_ACTIVITY:_ Each line of the listing should be reproduced exactly.

== MATERIAL FOR THE TASK ==

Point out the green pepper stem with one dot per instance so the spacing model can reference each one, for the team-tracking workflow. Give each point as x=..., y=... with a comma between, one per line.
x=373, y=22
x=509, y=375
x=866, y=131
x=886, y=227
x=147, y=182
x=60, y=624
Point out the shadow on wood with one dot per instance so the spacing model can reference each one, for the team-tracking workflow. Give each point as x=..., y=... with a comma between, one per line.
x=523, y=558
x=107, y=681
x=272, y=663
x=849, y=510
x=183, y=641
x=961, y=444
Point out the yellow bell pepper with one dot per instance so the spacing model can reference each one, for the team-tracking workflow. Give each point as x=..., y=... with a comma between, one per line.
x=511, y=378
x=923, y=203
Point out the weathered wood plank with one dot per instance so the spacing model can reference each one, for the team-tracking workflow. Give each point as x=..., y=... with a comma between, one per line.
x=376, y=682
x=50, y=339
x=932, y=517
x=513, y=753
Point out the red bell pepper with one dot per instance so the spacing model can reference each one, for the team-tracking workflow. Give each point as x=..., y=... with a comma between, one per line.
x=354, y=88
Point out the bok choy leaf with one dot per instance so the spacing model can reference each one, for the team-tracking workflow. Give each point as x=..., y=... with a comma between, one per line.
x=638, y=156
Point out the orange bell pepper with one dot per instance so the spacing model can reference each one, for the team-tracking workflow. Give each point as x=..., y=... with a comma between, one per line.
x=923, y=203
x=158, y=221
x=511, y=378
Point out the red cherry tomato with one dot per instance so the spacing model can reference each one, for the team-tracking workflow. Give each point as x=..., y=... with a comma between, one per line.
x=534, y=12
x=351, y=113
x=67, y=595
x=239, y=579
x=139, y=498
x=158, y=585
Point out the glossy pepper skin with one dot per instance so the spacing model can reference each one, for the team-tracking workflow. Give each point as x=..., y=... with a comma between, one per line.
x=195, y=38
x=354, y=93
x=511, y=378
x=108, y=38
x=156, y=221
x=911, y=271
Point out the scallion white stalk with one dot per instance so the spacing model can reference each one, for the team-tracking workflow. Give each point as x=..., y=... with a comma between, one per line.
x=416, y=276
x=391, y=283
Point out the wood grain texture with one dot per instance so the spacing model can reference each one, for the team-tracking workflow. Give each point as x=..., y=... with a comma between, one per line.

===

_REPLY TO THE TASK:_
Point out the green pepper stem with one dot per instance so the spacing model can reference each one, for the team-tracking workflow. Give each point as x=..., y=... with a comma between, one per line.
x=373, y=22
x=509, y=375
x=866, y=131
x=886, y=227
x=147, y=182
x=60, y=624
Point out the shadow on wood with one dot per instance so the spacing model can reference each one, for the team-tracking workflow. Give each point as x=..., y=... with a comma between, one per line.
x=523, y=558
x=107, y=681
x=272, y=663
x=849, y=510
x=183, y=641
x=961, y=444
Point out the yellow bell pepper with one dot per instance so the spacing model can reference each one, for the team-tracking workflow. Give each point as x=..., y=... with a comma between, one per line.
x=511, y=378
x=923, y=203
Point out the weathered wood plank with one dot per instance so the spacing model can reference each one, for the team-tracking workflow. Give each point as x=..., y=... with a comma between, one per line.
x=376, y=682
x=50, y=339
x=932, y=517
x=513, y=753
Point out the red bell pepper with one dot per instance so the spacing model can reference each one, for the team-tracking workflow. Give each point as x=..., y=... with a comma between, one per line.
x=354, y=88
Point out the bok choy leaf with one dot per instance so the spacing model can reference each one, for the team-tracking workflow. Give each point as x=..., y=... with a comma between, one per line.
x=638, y=156
Point out the orange bell pepper with one dot per instance so the spacing model can reference each one, for the team-tracking workflow. Give each point as x=..., y=... with a comma between, one per line.
x=923, y=203
x=158, y=221
x=511, y=378
Point out the red cherry tomato with one dot per instance so the spacing model can reference each one, for the team-tracking workflow. Give each point as x=..., y=... with a comma between, one per line.
x=534, y=12
x=351, y=113
x=67, y=595
x=239, y=579
x=139, y=498
x=158, y=585
Point out the glossy pepper skin with one dot per instance so the spacing model can reference each one, for the team-tracking workflow. Give each point as x=..., y=... with a comma between, one per line.
x=195, y=38
x=354, y=93
x=511, y=378
x=108, y=38
x=156, y=221
x=911, y=271
Point out the scallion white stalk with one dot per instance so the spacing model can reference each one, for the team-tracking workflow. Give each point as x=..., y=... with a comma between, one per line.
x=416, y=276
x=391, y=283
Point out the wood grain texture with one dot per instance so the spacing model can reference each one, for the team-tracking workflow. Give each point as x=..., y=... with a comma between, one per line.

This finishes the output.